[Collected data]
━━━━━━
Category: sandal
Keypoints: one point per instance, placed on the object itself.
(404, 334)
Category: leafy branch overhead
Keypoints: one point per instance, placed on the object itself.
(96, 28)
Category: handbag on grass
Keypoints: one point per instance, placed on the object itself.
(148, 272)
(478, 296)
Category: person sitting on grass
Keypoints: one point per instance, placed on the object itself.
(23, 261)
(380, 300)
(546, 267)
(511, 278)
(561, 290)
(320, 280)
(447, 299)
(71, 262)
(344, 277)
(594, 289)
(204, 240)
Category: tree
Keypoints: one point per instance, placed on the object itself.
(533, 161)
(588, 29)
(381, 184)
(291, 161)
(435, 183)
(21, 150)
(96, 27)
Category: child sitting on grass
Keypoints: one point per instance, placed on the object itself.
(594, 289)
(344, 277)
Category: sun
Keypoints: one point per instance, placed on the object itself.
━━━━━━
Extract all of the rows above and reproduce every line character for character.

- Task solution -
Category: sandal
Keypoints: one point per instance, placed on the object itself.
(404, 334)
Category: leafy branch overhead
Keypoints: one point per instance, placed on the object itself.
(96, 28)
Category: handbag on grass
Keypoints: one point per instance, placed on the object itself.
(148, 272)
(478, 296)
Category: person sitting on grass
Keypoints: one point per instance, placed on the object itself.
(23, 261)
(380, 300)
(546, 267)
(511, 278)
(561, 290)
(320, 280)
(447, 299)
(71, 262)
(344, 277)
(594, 289)
(204, 240)
Category: tree
Keypoints: one point per instance, placed on the object itself.
(533, 161)
(588, 29)
(381, 184)
(291, 161)
(435, 183)
(21, 150)
(96, 27)
Category: child sitting on grass
Keypoints: one point per instance, placed on the object itself.
(594, 289)
(344, 277)
Category: sun
Keypoints: one point per instance, placed on the object itself.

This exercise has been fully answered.